begin

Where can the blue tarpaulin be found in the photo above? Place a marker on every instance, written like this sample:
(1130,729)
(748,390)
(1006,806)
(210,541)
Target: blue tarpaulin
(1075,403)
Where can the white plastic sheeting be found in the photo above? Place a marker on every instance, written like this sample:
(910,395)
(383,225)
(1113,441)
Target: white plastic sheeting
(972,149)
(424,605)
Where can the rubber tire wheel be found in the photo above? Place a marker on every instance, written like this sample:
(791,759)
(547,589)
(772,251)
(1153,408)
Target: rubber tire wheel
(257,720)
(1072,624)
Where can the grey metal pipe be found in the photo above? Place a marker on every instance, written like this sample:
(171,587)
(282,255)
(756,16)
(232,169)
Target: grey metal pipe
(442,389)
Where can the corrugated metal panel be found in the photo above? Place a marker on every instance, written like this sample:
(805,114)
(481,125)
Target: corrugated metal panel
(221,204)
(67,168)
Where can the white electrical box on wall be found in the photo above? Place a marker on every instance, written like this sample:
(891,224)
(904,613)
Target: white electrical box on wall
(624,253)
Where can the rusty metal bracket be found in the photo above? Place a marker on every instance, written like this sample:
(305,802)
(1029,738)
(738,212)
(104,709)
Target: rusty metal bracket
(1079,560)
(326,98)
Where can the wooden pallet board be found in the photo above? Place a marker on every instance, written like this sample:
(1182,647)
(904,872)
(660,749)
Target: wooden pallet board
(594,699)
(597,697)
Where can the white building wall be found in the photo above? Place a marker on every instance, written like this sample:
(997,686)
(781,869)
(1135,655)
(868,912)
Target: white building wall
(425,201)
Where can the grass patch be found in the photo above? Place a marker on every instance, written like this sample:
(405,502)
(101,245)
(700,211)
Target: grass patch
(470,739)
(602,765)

end

DESCRIPTION OF THE TASK: Rewrite all of the records above, changing every "Place a marker" to "Put a point" and keeping everything else the same.

RESPONSE TO THE EXERCISE:
Where can the blue tarpaulin be found in the photo above? Put a point on every instance, written like this sample:
(1130,729)
(748,390)
(1006,806)
(210,541)
Target: blue tarpaulin
(1075,403)
Where can the white plastic sheeting be found in the photo above? Put a point on every instance, written like this sample:
(910,395)
(383,225)
(1113,441)
Target: white plastic sheeting
(972,149)
(424,605)
Where can the rubber tire wheel be found in the photo above? Put a point on every instance, written like this sample:
(791,759)
(547,589)
(772,251)
(1153,408)
Target: rubber tire wheel
(257,720)
(1072,624)
Where can the grey metal pipe be found in the photo above? Put a point on every instance, written like this sample:
(171,587)
(282,255)
(756,16)
(232,169)
Target: grey metal pipe
(442,389)
Where can the corrugated metal panel be found in the photo above? Put a point on every instance, written like this sample:
(805,114)
(481,125)
Target: corrugated metal panel
(221,204)
(67,168)
Where can the white electrical box on wall be found in the photo above? Put a point on every instance, written like this sample:
(891,224)
(904,613)
Target: white electrical box on wall
(624,253)
Where can the rusty metal bracket be found in the photo above? Put a point on every instance, written like this sample:
(305,802)
(1029,738)
(738,212)
(104,709)
Target: rusty metal bracket
(1079,560)
(326,98)
Where can the wooden pallet board be found in the photo above? Put a point on every instance, written like this sample:
(1182,647)
(904,872)
(660,749)
Target: wooden pallet board
(594,699)
(597,697)
Where can the white building wall be found in the photo above? Put a point on every instance, written like this sample:
(997,686)
(781,869)
(1135,655)
(868,912)
Target: white building wall
(425,201)
Where can the grass patch be found in the photo above? Put a point on every instance, written like this sample:
(405,502)
(101,245)
(700,211)
Target: grass patch
(470,739)
(602,765)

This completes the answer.